◆ **The task**
Copy the items word for word, from the line containing "Expected output: the position of each instance of the painted" through the end of the items. Reproduce only that stretch.

◆ **Rows from a pointing dataset**
★ ★ ★ ★

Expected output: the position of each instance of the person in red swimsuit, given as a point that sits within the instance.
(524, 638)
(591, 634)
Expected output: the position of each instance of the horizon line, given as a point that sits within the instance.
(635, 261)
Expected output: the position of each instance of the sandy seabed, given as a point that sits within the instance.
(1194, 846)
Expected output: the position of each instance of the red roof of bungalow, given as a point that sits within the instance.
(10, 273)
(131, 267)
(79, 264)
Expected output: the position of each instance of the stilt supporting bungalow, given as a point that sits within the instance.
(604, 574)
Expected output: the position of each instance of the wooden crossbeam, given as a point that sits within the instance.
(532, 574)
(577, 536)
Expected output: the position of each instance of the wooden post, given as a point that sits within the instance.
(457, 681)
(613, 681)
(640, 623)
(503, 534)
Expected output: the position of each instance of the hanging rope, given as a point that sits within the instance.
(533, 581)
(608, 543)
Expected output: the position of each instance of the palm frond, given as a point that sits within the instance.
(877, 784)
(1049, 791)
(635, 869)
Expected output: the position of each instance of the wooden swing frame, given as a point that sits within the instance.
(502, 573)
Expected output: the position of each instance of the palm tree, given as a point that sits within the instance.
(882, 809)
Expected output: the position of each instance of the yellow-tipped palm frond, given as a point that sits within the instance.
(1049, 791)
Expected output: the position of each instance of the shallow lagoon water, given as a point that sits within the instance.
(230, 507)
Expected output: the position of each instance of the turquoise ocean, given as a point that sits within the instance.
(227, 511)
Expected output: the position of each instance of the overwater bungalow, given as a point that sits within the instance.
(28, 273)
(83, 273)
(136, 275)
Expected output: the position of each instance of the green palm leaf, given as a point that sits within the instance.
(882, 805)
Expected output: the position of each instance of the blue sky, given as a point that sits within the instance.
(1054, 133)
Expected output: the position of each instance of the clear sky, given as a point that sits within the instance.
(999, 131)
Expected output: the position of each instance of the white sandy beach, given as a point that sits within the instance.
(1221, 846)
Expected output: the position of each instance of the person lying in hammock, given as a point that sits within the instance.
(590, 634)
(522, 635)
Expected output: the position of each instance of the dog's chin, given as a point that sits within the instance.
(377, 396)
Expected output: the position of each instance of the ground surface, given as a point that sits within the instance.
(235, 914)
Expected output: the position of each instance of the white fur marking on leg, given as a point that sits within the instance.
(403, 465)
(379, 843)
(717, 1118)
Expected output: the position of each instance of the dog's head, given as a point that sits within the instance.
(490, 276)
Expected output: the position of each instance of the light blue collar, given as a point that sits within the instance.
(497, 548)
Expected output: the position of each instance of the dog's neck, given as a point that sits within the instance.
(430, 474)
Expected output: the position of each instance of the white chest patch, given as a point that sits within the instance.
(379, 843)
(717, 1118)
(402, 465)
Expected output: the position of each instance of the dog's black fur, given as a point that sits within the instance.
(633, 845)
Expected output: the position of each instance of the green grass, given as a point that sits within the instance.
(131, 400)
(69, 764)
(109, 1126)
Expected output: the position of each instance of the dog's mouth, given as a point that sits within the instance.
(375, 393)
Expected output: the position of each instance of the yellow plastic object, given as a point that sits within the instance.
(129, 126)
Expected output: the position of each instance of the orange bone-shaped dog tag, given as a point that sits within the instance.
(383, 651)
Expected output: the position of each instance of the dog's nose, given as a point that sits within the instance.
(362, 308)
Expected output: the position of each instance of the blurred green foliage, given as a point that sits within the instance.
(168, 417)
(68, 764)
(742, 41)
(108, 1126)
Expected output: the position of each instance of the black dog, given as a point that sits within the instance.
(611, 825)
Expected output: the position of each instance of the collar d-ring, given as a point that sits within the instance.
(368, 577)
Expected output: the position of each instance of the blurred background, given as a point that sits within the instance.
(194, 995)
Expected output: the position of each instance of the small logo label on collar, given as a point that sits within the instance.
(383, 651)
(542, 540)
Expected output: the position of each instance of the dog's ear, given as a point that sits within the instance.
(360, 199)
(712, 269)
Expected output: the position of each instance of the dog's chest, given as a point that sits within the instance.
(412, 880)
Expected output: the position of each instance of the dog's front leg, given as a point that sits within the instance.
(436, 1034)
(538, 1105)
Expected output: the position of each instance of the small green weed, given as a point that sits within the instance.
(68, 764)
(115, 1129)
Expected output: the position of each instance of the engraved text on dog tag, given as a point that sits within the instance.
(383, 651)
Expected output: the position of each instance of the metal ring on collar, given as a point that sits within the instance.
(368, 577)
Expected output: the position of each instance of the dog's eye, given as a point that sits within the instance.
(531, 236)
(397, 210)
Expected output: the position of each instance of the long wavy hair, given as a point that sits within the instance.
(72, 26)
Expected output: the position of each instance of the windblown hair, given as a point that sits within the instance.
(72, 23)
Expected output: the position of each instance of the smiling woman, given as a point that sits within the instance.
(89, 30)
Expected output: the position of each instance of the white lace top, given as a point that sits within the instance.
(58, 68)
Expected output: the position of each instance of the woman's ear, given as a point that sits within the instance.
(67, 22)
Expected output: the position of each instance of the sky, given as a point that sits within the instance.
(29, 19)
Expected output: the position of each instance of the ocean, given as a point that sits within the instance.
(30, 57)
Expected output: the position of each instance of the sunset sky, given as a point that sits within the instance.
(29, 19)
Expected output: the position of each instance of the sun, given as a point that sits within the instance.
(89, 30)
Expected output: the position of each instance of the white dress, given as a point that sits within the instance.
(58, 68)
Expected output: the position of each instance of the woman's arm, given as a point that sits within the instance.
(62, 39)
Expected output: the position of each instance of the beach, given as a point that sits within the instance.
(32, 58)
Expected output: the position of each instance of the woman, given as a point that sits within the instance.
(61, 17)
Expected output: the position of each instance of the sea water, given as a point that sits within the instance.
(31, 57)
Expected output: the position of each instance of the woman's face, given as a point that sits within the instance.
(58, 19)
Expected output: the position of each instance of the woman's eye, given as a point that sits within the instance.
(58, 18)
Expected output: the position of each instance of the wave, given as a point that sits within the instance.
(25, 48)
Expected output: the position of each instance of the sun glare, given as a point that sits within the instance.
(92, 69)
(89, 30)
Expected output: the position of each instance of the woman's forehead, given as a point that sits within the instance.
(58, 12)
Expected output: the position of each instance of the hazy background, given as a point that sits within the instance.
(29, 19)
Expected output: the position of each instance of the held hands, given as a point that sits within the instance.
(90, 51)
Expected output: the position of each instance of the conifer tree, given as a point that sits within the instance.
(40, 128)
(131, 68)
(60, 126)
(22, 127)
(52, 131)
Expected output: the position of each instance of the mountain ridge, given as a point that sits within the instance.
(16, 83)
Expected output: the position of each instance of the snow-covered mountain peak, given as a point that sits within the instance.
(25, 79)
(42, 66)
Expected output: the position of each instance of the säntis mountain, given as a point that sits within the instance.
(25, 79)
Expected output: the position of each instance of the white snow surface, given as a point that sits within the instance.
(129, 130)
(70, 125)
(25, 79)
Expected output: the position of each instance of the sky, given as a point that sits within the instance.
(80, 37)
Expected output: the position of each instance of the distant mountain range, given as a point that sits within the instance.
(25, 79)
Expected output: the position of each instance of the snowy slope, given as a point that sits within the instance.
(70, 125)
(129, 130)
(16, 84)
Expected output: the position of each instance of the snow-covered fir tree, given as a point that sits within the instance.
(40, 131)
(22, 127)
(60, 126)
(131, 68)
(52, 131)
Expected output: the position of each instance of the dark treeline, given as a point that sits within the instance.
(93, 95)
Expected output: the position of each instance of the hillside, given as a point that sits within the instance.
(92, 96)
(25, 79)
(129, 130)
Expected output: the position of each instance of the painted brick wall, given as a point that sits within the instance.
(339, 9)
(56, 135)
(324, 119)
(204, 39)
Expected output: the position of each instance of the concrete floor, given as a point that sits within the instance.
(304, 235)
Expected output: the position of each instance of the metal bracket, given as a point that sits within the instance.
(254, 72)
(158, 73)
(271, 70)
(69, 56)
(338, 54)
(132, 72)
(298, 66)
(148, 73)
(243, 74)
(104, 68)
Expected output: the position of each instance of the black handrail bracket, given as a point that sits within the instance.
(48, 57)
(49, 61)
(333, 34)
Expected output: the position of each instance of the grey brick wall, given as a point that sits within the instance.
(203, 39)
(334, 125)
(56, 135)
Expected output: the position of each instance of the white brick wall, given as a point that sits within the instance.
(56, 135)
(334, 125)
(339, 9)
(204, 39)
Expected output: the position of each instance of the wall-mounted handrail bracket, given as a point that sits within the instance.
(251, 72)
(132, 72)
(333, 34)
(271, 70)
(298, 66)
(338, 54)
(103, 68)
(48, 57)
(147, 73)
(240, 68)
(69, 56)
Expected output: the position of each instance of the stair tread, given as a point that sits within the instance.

★ ★ ★ ★

◆ **Solution to this task**
Expected output: the position of each instance of the painted brick wall, given as a point that sits within the instance.
(339, 9)
(56, 135)
(324, 119)
(204, 39)
Expected output: the position of each instance of the concrete floor, given as a point that sits within the instance.
(304, 235)
Expected output: the position of each instance of the metal bracket, given as a point that sits within the instance.
(254, 72)
(158, 73)
(271, 70)
(69, 56)
(338, 54)
(132, 72)
(298, 66)
(148, 73)
(243, 74)
(104, 68)
Expected output: the position of each instance of the black handrail bracket, given as a point that sits within the instance.
(48, 57)
(49, 61)
(333, 34)
Expected output: the position of each instance of the grey brick wall, given as a point that sits within the instance.
(203, 39)
(334, 125)
(56, 135)
Expected output: the position of each instance of the white brick wall, given as a point that sits within the instance.
(56, 135)
(334, 125)
(339, 9)
(204, 39)
Expected output: the position of each instance of the wall-mounted handrail bracket, given as a point that sits within the instance.
(251, 72)
(132, 72)
(333, 34)
(271, 70)
(298, 66)
(338, 54)
(103, 68)
(48, 57)
(147, 73)
(240, 68)
(69, 56)
Expected output: the position of each instance of the stair tread, given as a point that sits within the instance.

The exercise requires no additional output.